Source passage:
VoxEU Column Financial Markets

Banking during the Great Depression: The good news

Today’s general consensus is that a key factor behind the Great Depression was the breakdown of the US banking system and that we must avoid large-scale bank failures this time around at all costs. However, this column shows that commercial banks actually do relatively well during recessions. It is the financial sector outside banking – in other words, investment banking – that suffers huge losses.

Every student of money and banking is told that a key factor leading to the Great Depression was the breakdown of the US banking system. However, a closer look at the numbers shows a surprising resilience of the banking system, which continued to make profits even at the bottom of the Depression, whereas most other sectors made losses.

Bank failures

There is a general consensus today that we must do everything possible to avoid large-scale bank failures, and that this was not done during the 1930s. However, the impact of the widespread failures that took place then was much more limited than is generally assumed.

The number of bank failures rose from an annual average of about 600 during the 1920s to 1,350 in 1930 before peaking in 1933 when 4,000 banks were suspended. Over the entire period 1930-1933, one-third of all US banks failed. However, deposit losses remained limited even during this turbulent period at a cumulative 4% (with an annual peak of 2.15% in 1933) of total deposits (of all commercial banks). How can one reconcile these relatively modest losses with the large number of bank failures?

Objective A:
In the source passage, find the paragraph that begins "The number of bank failures rose". List every quantity it gives, leaving out years, and state what each one measures.
The source passage and the rows below are unrelated to each other.

Data extract:
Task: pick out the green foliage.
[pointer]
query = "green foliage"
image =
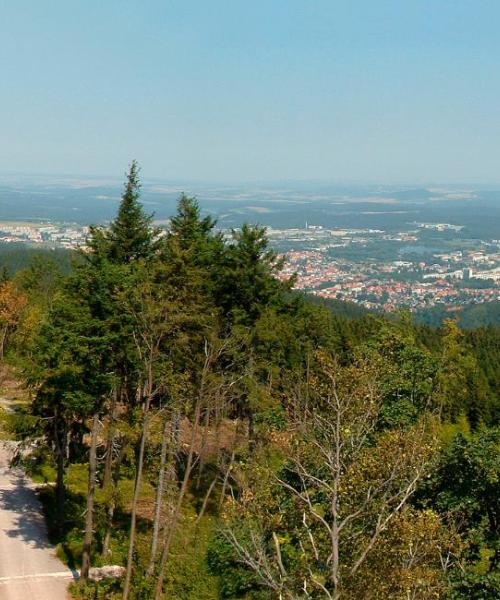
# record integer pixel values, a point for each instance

* * *

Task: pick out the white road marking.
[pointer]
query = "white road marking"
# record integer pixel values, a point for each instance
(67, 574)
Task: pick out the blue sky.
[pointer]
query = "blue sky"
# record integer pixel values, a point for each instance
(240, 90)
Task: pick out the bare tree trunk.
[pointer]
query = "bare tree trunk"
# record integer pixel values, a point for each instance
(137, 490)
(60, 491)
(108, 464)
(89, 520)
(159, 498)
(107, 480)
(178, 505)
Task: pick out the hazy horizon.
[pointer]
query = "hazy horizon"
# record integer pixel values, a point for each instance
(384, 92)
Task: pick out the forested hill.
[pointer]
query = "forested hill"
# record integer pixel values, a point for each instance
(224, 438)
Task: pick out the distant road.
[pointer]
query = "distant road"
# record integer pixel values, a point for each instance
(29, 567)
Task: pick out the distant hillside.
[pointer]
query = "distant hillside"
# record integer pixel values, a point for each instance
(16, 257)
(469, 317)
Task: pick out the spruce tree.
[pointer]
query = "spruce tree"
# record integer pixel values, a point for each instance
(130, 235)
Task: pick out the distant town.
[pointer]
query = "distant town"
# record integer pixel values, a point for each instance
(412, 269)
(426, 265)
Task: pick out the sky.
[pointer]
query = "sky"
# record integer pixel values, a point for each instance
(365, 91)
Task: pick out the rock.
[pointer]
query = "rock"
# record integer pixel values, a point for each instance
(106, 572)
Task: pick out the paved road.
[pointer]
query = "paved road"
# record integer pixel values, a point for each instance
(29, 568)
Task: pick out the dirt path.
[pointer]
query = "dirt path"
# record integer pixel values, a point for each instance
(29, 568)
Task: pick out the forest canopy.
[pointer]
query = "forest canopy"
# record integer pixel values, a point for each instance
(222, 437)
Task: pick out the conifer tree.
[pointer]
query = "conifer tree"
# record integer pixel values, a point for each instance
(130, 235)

==

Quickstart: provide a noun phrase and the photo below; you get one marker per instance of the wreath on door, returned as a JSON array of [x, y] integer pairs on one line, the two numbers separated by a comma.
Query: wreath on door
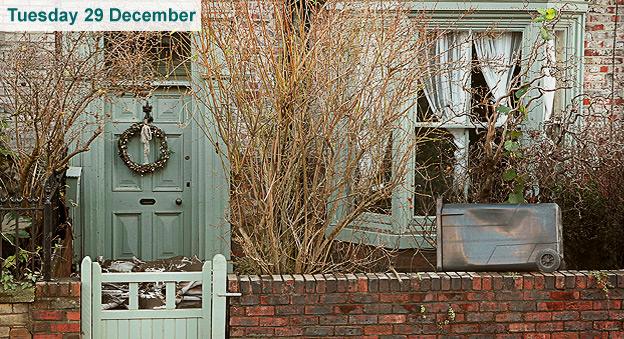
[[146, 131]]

Objective B:
Count the lines of the rows that contain the string "blue". Give only the number.

Exercise result A:
- About 600: the annual average number of bank failures during the 1920s
- 1,350: the number of bank failures in 1930
- 4,000: the number of banks suspended in 1933, the peak year
- One-third: the share of all US banks that failed over 1930–1933
- 4%: the cumulative deposit losses over 1930–1933, as a share of total deposits of all commercial banks
- 2.15%: the annual peak of deposit losses, reached in 1933

Exercise result B:
2